**Stored records**
● ● ● ●
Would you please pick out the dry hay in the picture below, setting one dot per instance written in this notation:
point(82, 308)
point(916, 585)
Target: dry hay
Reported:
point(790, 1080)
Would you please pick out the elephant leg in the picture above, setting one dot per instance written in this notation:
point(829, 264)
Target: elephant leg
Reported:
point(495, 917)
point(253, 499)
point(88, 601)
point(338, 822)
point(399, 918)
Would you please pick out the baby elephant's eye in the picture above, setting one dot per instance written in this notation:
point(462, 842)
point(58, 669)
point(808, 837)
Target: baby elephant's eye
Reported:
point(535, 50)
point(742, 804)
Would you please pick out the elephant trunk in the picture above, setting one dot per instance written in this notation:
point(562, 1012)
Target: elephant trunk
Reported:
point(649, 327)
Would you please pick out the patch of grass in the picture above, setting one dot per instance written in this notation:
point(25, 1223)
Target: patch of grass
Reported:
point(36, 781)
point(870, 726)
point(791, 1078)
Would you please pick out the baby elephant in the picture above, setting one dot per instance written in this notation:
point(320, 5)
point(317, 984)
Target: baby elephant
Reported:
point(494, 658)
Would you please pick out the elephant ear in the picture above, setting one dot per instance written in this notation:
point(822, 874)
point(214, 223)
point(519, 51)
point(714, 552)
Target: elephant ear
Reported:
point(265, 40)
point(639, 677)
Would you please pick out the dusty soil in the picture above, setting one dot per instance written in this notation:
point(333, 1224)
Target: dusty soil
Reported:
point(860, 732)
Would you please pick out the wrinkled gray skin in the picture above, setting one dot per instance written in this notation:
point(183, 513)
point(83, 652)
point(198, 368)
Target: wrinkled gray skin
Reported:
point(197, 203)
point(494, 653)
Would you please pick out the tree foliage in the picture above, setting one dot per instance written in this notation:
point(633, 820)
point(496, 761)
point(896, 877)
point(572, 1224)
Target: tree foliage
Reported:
● ● ● ●
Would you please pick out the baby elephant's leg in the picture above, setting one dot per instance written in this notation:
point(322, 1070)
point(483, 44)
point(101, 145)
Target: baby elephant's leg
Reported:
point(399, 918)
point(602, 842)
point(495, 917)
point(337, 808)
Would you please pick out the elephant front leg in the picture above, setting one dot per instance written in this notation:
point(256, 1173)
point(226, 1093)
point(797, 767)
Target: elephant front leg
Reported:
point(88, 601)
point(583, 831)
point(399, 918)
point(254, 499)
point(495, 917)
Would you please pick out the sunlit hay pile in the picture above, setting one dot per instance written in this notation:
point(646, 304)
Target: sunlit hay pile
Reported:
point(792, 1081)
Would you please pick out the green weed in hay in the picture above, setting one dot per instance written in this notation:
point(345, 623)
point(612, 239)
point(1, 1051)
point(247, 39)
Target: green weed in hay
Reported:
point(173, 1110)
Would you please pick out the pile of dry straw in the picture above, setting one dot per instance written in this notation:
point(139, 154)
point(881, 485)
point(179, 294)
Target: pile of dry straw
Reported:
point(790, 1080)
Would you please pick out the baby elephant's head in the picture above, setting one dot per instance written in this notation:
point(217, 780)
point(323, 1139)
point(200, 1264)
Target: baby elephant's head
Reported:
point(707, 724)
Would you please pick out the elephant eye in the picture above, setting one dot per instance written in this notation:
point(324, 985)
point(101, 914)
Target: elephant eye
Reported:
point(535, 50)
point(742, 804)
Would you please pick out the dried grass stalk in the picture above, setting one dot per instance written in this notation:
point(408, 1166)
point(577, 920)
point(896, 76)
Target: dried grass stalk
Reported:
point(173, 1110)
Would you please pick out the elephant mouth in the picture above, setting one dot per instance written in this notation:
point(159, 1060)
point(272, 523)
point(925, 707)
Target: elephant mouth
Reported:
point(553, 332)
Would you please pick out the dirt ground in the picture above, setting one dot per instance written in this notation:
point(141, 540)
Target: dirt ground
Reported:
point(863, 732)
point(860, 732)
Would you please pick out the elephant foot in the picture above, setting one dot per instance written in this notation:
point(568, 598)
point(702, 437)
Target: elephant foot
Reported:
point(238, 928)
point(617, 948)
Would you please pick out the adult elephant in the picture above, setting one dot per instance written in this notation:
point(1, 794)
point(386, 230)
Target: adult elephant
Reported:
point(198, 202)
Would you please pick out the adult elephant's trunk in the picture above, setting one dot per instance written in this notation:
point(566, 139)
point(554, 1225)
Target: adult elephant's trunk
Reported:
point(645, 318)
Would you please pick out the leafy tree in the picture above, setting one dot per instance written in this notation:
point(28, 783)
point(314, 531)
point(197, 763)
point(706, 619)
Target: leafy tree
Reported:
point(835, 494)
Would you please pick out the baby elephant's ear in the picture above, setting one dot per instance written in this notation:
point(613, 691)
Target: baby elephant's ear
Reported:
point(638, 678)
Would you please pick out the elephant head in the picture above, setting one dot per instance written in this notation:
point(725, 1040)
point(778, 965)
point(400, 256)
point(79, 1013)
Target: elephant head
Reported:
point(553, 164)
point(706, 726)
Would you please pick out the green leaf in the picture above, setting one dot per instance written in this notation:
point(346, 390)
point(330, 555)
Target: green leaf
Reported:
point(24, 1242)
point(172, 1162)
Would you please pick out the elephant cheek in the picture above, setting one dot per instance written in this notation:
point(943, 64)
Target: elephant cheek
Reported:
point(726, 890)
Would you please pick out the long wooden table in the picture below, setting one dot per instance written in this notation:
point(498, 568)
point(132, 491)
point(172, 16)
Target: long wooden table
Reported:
● ● ● ●
Echo back the stored lines word for word, covering only the part that opens with the line containing "Would you please pick out the dry" and closes with the line containing "point(649, 327)", both of those lines included.

**Task response**
Would you please pick out the dry hay in the picture below, setting one dot per instance written in this notation:
point(82, 308)
point(916, 585)
Target: dry hay
Reported:
point(790, 1080)
Would you please pick out the elephant leg in the picture above, setting one dot per instance written in this notation:
point(829, 264)
Target: elephant leg
Reported:
point(495, 917)
point(253, 499)
point(88, 601)
point(338, 822)
point(399, 918)
Would you please pick out the baby elephant's eye in the picture above, setting one dot per instance written in this notation:
point(462, 842)
point(58, 669)
point(808, 837)
Target: baby elephant's eye
Reported:
point(535, 50)
point(742, 804)
Would you please pick out the elephant trunk in the picture above, setting one dot per instance written in this notation:
point(562, 1012)
Target: elephant trunk
Reported:
point(649, 327)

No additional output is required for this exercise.